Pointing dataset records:

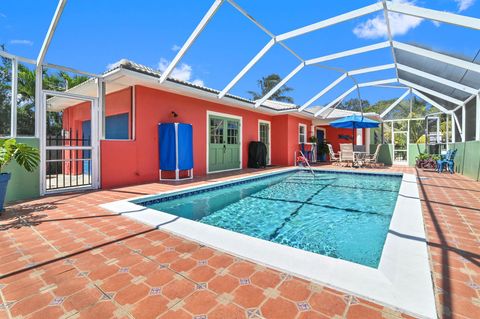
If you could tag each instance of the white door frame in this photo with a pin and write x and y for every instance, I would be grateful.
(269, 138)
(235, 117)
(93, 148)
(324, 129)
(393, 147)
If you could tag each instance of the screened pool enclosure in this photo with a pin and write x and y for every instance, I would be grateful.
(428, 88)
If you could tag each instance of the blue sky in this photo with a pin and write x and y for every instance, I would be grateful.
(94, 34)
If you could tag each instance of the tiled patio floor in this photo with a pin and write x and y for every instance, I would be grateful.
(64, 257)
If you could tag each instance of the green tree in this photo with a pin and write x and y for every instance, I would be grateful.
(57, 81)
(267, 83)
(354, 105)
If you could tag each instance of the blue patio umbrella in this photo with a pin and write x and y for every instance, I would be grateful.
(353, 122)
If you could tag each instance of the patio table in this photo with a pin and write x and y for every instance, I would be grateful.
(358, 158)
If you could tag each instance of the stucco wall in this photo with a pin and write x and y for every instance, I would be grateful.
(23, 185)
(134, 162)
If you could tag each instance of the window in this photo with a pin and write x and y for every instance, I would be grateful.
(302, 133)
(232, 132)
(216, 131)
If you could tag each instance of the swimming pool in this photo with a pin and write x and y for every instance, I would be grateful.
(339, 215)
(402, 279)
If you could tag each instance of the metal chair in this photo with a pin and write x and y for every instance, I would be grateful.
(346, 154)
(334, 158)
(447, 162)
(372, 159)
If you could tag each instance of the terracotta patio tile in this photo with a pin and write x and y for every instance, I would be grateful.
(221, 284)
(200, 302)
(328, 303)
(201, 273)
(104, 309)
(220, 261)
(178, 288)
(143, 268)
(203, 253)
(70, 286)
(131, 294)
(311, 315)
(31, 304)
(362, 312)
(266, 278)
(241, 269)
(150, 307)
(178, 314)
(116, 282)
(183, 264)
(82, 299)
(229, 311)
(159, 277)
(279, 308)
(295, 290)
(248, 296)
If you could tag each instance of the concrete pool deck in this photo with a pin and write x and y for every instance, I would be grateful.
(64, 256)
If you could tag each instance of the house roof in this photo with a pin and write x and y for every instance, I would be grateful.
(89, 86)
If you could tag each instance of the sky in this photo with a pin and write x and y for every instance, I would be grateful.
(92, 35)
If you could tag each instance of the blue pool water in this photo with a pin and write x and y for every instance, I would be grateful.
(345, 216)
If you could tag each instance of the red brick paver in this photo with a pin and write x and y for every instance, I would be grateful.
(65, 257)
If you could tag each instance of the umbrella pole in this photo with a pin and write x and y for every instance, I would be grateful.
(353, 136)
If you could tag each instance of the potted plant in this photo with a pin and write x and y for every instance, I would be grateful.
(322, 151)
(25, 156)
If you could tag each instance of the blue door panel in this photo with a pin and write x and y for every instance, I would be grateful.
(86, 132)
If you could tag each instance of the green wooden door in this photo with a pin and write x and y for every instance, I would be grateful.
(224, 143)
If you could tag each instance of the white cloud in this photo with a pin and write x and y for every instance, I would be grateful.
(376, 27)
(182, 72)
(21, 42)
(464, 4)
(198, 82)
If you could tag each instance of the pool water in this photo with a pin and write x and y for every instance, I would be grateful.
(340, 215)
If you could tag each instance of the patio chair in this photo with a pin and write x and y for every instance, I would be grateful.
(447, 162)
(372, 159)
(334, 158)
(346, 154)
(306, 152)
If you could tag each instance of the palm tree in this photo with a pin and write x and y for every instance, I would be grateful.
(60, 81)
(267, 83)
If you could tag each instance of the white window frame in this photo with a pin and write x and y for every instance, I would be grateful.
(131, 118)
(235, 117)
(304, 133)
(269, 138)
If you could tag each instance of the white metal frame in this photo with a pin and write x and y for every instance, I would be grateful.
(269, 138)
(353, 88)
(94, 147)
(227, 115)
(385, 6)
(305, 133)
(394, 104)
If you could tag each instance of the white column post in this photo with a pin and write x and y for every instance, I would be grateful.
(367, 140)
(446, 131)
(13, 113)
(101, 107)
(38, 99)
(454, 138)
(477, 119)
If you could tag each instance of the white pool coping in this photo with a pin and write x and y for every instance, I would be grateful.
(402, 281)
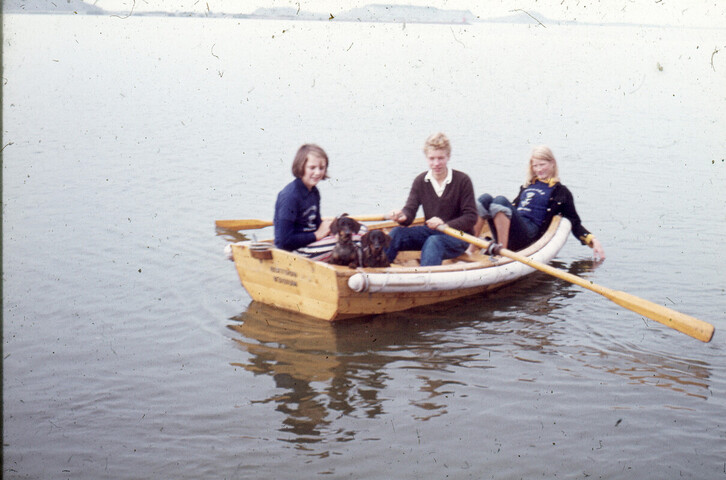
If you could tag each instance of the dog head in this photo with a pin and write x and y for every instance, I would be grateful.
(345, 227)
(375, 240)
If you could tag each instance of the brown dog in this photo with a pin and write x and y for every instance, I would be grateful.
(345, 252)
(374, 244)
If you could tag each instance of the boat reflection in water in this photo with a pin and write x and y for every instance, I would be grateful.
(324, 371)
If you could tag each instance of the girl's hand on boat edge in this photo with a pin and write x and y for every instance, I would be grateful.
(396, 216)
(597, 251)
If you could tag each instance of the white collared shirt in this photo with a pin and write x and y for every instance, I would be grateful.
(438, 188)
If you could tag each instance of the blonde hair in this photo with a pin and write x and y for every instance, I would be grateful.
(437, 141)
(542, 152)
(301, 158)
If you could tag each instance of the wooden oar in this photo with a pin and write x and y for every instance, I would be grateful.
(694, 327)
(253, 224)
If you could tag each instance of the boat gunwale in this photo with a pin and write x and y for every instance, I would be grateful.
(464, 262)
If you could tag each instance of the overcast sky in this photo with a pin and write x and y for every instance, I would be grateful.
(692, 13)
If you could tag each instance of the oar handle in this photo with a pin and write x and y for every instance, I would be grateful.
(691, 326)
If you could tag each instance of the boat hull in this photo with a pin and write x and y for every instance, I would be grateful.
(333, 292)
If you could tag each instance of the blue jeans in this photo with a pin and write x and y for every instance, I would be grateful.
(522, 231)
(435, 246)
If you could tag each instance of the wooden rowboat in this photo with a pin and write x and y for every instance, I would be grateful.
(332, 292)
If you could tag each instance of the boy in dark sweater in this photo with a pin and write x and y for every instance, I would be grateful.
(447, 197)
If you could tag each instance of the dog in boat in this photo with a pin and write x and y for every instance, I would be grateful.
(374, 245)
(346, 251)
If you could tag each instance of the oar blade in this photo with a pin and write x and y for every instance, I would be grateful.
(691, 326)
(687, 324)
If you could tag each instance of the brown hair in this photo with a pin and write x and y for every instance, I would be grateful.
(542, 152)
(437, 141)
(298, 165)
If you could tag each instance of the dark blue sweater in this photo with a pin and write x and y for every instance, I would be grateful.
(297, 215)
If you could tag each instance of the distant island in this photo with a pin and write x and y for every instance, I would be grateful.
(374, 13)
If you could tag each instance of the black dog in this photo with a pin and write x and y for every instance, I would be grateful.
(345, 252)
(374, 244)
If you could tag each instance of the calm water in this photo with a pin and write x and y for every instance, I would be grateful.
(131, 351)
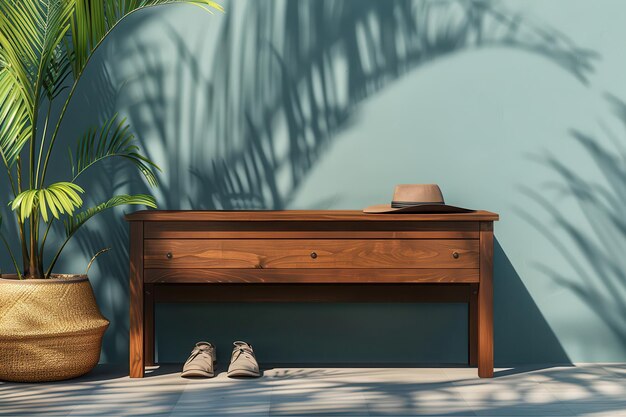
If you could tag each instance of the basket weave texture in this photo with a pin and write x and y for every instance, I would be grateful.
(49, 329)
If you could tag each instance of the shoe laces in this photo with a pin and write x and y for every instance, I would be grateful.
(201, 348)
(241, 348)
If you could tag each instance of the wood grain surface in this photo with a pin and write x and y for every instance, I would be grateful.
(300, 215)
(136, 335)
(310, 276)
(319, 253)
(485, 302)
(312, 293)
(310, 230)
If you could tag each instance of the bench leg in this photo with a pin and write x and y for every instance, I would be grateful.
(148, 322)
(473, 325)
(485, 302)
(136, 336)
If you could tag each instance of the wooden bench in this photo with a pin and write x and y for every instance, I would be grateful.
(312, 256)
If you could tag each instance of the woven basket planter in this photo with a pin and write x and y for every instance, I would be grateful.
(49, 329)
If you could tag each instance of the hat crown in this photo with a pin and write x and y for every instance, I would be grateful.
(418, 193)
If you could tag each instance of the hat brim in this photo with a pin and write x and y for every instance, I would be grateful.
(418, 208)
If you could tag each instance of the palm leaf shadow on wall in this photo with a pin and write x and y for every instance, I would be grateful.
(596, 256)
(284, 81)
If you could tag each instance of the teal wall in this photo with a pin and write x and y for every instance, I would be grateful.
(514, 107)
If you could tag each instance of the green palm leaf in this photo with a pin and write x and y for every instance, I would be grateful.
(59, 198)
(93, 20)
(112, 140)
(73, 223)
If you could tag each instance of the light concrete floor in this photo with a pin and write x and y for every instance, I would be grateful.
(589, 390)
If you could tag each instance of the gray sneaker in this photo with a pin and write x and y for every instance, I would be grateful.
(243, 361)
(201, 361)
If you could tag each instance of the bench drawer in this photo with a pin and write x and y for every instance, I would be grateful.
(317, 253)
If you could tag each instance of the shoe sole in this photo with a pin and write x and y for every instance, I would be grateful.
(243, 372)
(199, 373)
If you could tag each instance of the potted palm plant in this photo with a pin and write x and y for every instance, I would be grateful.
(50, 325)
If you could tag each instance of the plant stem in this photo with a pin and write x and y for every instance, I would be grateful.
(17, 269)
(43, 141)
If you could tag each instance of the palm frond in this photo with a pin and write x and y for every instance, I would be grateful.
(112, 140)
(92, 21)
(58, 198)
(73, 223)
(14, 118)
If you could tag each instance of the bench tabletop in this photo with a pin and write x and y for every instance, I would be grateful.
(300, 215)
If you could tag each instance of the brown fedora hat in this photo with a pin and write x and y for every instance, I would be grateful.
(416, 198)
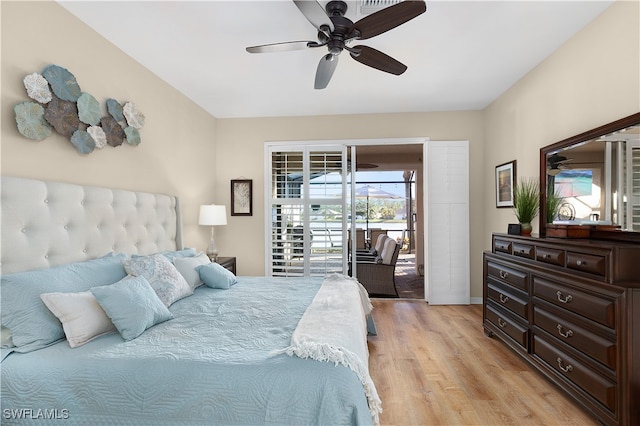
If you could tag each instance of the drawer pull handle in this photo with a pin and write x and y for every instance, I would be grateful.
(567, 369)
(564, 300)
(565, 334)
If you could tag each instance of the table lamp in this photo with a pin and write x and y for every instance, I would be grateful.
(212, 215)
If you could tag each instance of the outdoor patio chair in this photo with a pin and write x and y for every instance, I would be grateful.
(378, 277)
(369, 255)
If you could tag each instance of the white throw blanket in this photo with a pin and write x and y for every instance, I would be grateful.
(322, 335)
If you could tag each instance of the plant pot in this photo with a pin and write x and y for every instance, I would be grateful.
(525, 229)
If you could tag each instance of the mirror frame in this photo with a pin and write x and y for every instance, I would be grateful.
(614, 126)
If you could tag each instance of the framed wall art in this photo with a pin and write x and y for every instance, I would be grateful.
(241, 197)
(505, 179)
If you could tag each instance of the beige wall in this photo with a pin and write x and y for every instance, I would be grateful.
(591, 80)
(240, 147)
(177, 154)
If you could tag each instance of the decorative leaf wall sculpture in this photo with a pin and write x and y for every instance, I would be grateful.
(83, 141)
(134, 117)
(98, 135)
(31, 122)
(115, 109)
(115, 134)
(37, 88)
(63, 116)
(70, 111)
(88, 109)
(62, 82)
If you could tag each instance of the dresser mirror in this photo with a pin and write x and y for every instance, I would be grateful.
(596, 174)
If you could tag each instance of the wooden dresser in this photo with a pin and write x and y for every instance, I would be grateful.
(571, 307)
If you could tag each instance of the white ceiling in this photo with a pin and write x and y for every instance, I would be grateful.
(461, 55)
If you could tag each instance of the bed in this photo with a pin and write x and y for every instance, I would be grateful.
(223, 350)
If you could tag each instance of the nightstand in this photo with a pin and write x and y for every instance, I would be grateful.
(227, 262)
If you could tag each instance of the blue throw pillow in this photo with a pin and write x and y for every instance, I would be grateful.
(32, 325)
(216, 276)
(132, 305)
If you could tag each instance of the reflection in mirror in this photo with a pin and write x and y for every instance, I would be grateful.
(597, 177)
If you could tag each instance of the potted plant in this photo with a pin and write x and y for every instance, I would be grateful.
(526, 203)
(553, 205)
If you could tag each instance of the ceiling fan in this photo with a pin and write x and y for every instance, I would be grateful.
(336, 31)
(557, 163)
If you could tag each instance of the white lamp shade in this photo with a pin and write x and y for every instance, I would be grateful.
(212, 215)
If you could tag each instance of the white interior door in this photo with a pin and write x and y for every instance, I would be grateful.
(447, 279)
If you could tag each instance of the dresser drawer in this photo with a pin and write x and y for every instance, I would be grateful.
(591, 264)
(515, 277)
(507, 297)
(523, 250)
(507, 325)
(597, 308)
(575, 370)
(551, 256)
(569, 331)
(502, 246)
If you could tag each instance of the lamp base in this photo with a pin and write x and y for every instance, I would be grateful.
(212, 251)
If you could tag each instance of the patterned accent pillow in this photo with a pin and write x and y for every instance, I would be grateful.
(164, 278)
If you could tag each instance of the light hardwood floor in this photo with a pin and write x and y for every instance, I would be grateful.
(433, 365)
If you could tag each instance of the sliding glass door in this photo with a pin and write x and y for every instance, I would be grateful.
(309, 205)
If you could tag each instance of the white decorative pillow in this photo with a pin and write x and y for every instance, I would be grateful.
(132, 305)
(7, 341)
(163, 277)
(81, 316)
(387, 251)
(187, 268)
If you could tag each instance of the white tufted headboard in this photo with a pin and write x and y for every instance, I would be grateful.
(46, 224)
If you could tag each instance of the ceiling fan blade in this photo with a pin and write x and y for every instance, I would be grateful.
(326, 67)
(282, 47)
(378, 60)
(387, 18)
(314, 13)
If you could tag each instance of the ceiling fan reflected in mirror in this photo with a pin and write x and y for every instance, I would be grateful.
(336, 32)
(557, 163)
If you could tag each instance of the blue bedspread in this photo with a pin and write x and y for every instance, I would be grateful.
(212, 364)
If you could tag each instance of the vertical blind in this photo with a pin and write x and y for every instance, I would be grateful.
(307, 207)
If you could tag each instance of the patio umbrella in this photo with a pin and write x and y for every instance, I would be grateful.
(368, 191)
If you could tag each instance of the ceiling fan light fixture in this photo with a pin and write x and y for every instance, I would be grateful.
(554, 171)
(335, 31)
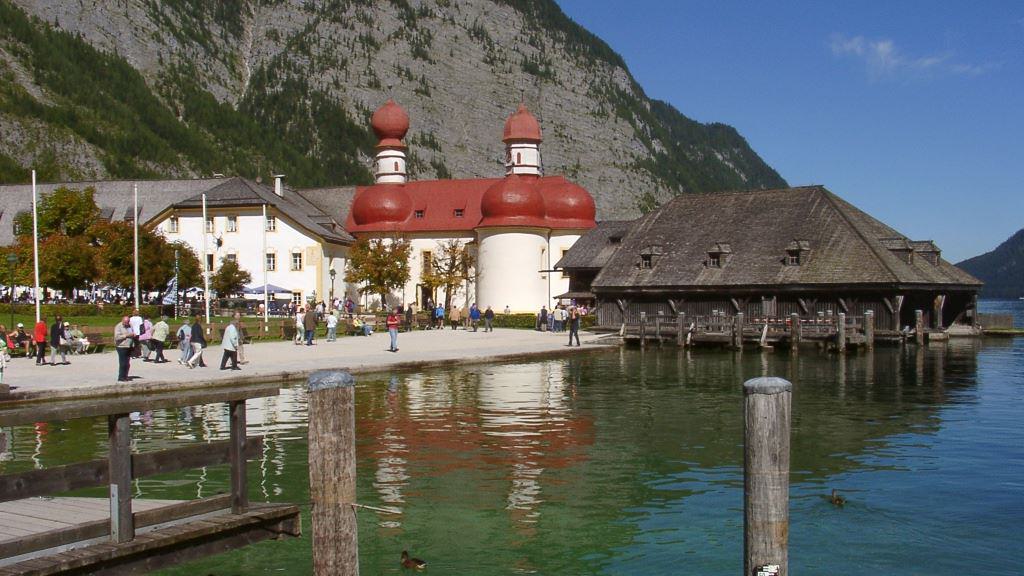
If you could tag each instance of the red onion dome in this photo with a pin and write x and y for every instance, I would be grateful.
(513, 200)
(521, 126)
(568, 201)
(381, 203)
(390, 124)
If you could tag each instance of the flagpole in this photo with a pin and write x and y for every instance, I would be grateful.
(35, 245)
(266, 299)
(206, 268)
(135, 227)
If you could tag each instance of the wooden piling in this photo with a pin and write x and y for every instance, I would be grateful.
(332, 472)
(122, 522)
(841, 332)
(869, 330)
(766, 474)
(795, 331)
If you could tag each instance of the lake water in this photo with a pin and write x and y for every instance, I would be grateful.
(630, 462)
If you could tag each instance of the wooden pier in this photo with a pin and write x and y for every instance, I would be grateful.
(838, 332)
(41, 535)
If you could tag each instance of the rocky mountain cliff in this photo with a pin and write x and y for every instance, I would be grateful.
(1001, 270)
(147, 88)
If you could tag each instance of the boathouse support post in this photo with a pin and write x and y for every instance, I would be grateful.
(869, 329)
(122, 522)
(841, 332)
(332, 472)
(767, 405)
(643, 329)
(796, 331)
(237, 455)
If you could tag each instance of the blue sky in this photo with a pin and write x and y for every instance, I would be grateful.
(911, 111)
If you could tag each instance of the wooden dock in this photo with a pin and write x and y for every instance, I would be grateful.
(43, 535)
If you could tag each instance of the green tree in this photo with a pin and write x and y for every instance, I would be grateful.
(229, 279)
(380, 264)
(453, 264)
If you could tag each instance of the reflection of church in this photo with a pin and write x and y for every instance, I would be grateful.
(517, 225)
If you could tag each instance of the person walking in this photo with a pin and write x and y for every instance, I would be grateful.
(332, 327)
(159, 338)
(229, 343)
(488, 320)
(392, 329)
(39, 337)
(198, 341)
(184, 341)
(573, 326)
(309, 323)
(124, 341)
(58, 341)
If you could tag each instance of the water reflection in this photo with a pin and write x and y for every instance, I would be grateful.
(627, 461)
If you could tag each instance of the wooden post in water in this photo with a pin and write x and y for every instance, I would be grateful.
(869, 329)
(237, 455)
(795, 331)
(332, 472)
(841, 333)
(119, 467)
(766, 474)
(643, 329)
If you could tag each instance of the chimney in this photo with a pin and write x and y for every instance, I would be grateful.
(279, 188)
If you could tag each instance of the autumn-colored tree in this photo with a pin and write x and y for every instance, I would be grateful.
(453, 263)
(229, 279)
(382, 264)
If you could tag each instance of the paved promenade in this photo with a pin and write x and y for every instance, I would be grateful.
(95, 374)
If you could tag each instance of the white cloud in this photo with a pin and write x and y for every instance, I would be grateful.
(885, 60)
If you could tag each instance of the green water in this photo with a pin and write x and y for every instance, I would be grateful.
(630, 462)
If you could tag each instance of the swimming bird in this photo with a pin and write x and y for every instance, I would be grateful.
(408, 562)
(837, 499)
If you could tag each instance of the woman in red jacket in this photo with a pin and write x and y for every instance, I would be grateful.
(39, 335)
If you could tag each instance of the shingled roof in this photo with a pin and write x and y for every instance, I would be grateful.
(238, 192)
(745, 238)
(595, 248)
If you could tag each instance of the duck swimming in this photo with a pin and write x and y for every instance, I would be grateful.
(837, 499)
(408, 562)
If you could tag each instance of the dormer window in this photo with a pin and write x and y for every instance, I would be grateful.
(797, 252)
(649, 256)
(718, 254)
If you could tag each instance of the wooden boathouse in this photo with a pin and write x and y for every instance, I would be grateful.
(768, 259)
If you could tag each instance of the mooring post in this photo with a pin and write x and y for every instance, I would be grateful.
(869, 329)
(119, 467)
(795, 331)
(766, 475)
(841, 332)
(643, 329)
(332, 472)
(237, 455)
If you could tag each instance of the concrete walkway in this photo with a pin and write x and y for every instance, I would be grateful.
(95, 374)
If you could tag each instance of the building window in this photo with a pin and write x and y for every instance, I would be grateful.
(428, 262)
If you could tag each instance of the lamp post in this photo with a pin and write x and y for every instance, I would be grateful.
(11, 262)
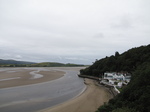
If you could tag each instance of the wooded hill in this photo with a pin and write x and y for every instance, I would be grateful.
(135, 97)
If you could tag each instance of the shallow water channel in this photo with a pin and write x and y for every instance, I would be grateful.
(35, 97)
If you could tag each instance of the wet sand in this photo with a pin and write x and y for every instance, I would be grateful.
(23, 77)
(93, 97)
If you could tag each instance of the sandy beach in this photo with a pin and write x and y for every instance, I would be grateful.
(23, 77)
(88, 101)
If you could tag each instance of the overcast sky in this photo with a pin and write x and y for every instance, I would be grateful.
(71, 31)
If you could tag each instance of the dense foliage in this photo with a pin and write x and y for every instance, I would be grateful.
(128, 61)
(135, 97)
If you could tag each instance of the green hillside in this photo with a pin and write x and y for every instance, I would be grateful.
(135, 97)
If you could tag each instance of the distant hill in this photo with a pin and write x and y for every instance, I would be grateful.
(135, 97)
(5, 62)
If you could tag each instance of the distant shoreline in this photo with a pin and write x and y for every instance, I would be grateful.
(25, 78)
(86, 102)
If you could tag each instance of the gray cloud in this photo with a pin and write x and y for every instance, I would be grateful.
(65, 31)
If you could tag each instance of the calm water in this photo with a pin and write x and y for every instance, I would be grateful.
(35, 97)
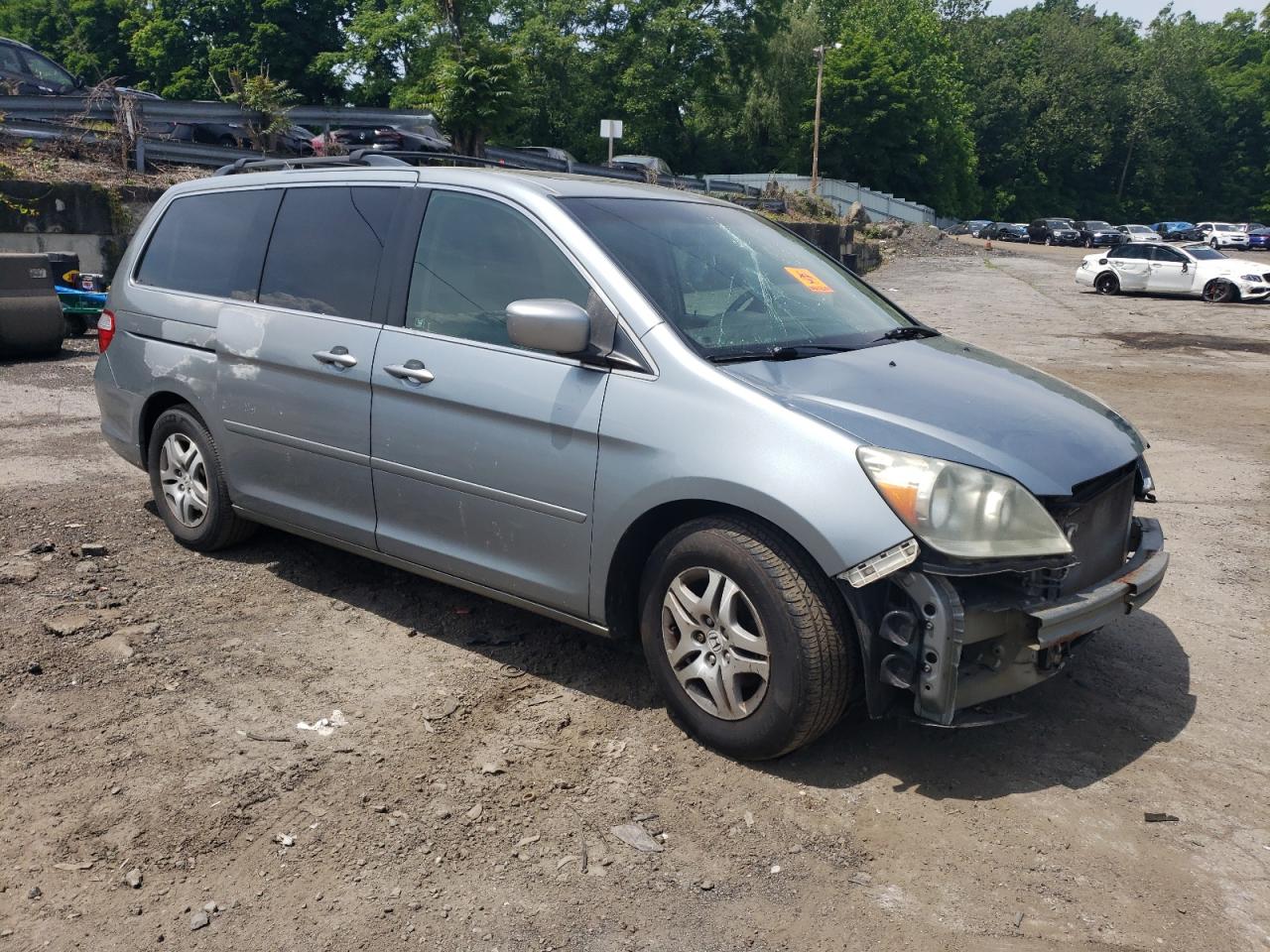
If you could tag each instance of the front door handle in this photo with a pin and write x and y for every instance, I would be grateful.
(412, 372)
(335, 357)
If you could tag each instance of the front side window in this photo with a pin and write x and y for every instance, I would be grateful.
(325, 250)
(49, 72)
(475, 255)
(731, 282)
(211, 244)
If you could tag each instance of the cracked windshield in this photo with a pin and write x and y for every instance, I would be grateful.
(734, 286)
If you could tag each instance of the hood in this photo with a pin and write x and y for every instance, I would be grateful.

• Aim
Word for word, quote the lines from the line containing "If you could tag each instance of the front door" through the end of the material, both included, and nothing else.

• Full output
If you could tag each instance of the front door handle in this photo with a pin and write x and y for every instance, I would be grateful.
(412, 372)
(335, 357)
If you could tag each instance of the front side window in this photo with a pin and write x and y for every instance, I would be grateful.
(325, 250)
(49, 72)
(475, 255)
(731, 282)
(211, 244)
If you could tag each instance of the cracked windshield in this photo with a pin and write x and y for every instance, I would be grateful.
(734, 286)
If you could tag each instance of the hood in this photo with a pin and write x and y for every instance, I would be grateful.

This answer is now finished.